_EXERCISE:_ Rename "rough mask" to "coarse mask" everywhere it occurs in the entries below, and reproduce every line otherwise unchanged.

_MATERIAL TO PROCESS:_
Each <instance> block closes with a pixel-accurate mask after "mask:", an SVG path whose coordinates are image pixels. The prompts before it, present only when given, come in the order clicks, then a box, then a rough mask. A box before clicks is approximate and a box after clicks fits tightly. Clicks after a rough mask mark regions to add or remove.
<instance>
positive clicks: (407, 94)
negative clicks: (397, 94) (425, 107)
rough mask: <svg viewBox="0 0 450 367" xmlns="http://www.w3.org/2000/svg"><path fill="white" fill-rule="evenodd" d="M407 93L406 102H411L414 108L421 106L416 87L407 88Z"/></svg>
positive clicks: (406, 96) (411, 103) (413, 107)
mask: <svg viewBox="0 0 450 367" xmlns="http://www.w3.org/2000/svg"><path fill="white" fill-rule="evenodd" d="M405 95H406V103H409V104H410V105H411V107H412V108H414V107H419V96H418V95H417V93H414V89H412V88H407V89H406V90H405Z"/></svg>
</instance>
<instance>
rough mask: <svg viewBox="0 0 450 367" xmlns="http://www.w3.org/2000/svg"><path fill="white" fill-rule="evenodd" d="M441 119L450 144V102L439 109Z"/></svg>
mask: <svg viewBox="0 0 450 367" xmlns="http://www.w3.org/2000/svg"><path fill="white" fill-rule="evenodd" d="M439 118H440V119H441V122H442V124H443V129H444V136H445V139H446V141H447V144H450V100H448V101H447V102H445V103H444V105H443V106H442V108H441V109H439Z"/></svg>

_TASK ANSWER:_
Each <instance> block closes with a pixel-accurate mask after "mask:", an SVG path whose coordinates are image pixels. The prompts before it, present only when given, come in the order clicks, then a box, then a coarse mask. A box before clicks is approximate and a box after clicks fits tightly. Clicks after a coarse mask mark regions to add or remove.
<instance>
positive clicks: (407, 94)
negative clicks: (397, 94) (425, 107)
coarse mask: <svg viewBox="0 0 450 367" xmlns="http://www.w3.org/2000/svg"><path fill="white" fill-rule="evenodd" d="M407 93L406 102H411L414 108L421 106L416 87L407 88Z"/></svg>
positive clicks: (406, 96) (411, 103) (413, 107)
mask: <svg viewBox="0 0 450 367" xmlns="http://www.w3.org/2000/svg"><path fill="white" fill-rule="evenodd" d="M405 95H406V103H409V104H410V105H411V107H412V108H414V107H419V96H418V95H417V93H414V89H412V88H407V89H406V90H405Z"/></svg>
</instance>
<instance>
coarse mask: <svg viewBox="0 0 450 367" xmlns="http://www.w3.org/2000/svg"><path fill="white" fill-rule="evenodd" d="M441 119L450 144V102L439 109Z"/></svg>
mask: <svg viewBox="0 0 450 367" xmlns="http://www.w3.org/2000/svg"><path fill="white" fill-rule="evenodd" d="M439 118H440V119H441V122H442V124H443V129H444V136H445V139H446V141H447V144H450V100H448V101H447V102H445V103H444V105H443V106H442V108H441V109H439Z"/></svg>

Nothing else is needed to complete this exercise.